--- Stored records ---

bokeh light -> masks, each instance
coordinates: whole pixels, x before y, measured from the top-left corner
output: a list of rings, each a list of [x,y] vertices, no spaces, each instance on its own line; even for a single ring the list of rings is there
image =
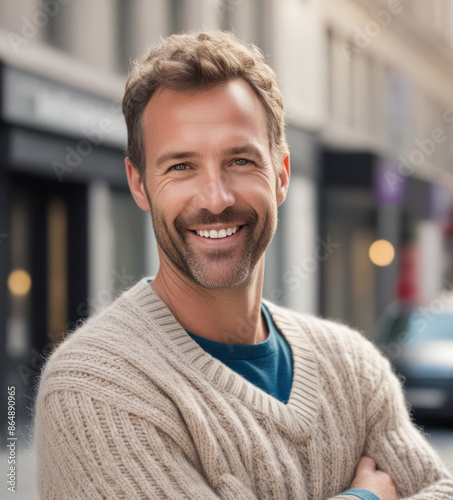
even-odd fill
[[[370,245],[368,255],[375,266],[385,267],[393,262],[395,249],[390,241],[376,240]]]
[[[24,269],[14,269],[8,276],[8,288],[13,295],[27,295],[31,288],[30,274]]]

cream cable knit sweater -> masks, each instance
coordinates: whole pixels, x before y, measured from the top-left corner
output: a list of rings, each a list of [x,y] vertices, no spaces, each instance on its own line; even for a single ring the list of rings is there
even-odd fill
[[[203,351],[146,280],[72,333],[36,401],[41,498],[357,500],[336,495],[366,454],[402,498],[452,500],[373,345],[266,304],[293,353],[287,405]]]

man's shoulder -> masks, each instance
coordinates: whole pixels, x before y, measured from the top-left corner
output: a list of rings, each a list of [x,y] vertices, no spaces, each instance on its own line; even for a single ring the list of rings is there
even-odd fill
[[[297,312],[265,301],[277,325],[297,331],[312,347],[323,356],[352,360],[354,363],[367,362],[381,365],[382,353],[364,332],[335,319],[322,318],[309,313]]]
[[[142,377],[143,366],[163,364],[156,355],[158,325],[146,314],[151,309],[136,302],[146,300],[146,286],[137,283],[68,333],[45,360],[39,390],[113,387]]]

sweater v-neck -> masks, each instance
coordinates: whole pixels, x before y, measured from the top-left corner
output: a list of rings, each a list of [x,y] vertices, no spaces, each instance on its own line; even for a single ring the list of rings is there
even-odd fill
[[[290,319],[284,308],[263,300],[274,323],[288,342],[293,356],[294,375],[287,404],[262,391],[204,351],[177,322],[146,278],[125,292],[123,297],[129,299],[144,321],[151,320],[158,326],[158,329],[153,328],[153,333],[159,335],[159,331],[163,332],[160,341],[182,363],[202,374],[214,387],[229,392],[246,406],[269,415],[292,432],[310,432],[316,421],[318,407],[316,360],[300,324]],[[304,328],[307,327],[308,325],[304,325]]]

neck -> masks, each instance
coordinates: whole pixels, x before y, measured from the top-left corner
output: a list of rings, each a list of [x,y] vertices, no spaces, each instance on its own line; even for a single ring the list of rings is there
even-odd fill
[[[160,267],[151,287],[185,330],[224,344],[257,344],[267,338],[261,314],[263,273],[264,256],[245,283],[210,290]]]

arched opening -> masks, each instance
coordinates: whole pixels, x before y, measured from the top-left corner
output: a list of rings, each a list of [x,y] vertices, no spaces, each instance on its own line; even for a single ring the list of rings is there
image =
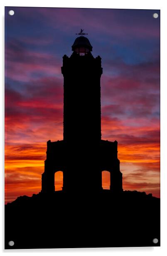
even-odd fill
[[[55,191],[62,190],[63,187],[63,172],[61,171],[56,172],[54,174]]]
[[[108,171],[102,172],[102,187],[103,190],[110,189],[110,172]]]

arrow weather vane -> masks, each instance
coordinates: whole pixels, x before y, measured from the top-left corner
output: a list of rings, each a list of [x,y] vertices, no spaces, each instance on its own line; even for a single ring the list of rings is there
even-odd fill
[[[81,37],[82,37],[82,36],[83,35],[83,34],[88,34],[88,33],[83,33],[83,32],[84,31],[84,30],[82,30],[82,29],[81,29],[81,31],[79,33],[76,33],[76,34],[79,34],[81,36]]]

---

Given problem: Please copy the records from the line with "arrow weather vane -> masks, each instance" to the end of the records, substituting "integer pixels" for "whole pixels" and leaving everything else unchanged.

Output for this exercise:
arrow weather vane -> masks, each instance
coordinates: integer pixels, x before y, measured from the top-left corner
output: a list of rings, each a list of [x,y] vertices, no spaces, each instance on its own line; even for a single ring the list of rings is there
even-odd fill
[[[81,37],[82,37],[82,36],[83,35],[83,34],[88,34],[88,33],[83,33],[83,32],[84,31],[84,30],[82,30],[82,29],[81,29],[81,31],[79,33],[76,33],[76,34],[79,34],[81,36]]]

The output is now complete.